## [PROBLEM STATEMENT]
Rewrite only the lines of the listing from the one containing "Where can the boy's face" through the end of the listing, both included. Keep the requests, and add -150 to every coordinate value in the answers.

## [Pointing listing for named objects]
▼
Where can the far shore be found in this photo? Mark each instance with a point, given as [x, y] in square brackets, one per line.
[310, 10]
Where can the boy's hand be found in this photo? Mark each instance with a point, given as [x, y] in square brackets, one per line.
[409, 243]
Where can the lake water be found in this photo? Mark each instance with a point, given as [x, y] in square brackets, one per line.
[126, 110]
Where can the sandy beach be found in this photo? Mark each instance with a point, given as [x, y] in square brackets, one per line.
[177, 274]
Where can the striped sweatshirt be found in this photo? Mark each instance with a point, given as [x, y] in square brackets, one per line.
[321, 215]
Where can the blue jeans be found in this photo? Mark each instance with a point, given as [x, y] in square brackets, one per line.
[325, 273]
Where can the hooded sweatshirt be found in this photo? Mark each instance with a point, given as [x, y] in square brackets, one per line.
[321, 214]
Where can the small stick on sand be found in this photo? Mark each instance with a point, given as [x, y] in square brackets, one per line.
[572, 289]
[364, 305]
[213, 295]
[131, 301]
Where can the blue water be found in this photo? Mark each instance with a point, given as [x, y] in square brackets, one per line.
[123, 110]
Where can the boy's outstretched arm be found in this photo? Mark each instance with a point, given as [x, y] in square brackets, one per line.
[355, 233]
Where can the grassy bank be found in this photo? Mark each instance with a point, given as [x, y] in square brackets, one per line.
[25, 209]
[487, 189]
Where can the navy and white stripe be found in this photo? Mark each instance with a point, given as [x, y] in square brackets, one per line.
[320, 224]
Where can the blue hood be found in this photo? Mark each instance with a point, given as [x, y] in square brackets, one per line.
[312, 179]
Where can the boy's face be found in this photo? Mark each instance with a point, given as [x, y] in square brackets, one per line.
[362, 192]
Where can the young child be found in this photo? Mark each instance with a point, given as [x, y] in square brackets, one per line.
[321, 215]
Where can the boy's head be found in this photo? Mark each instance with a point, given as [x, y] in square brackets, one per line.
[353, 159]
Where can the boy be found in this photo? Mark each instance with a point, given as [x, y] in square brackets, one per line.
▲
## [COMPLETE OUTPUT]
Where can the boy's face be found in this photo? Mark each instance with a point, given as [x, y] in square brackets, one per line.
[212, 42]
Where can the young child be found in this photo? Mark each instance with a point, given as [x, y] in square brackets, one per line.
[171, 65]
Where can the boy's head be found in this photo? Mark each instance with a point, given as [x, y] in square brackets, one per line.
[203, 9]
Where can the boy be found in this photo? Mark each instance with a point, given as [x, y] in square brackets, one per line.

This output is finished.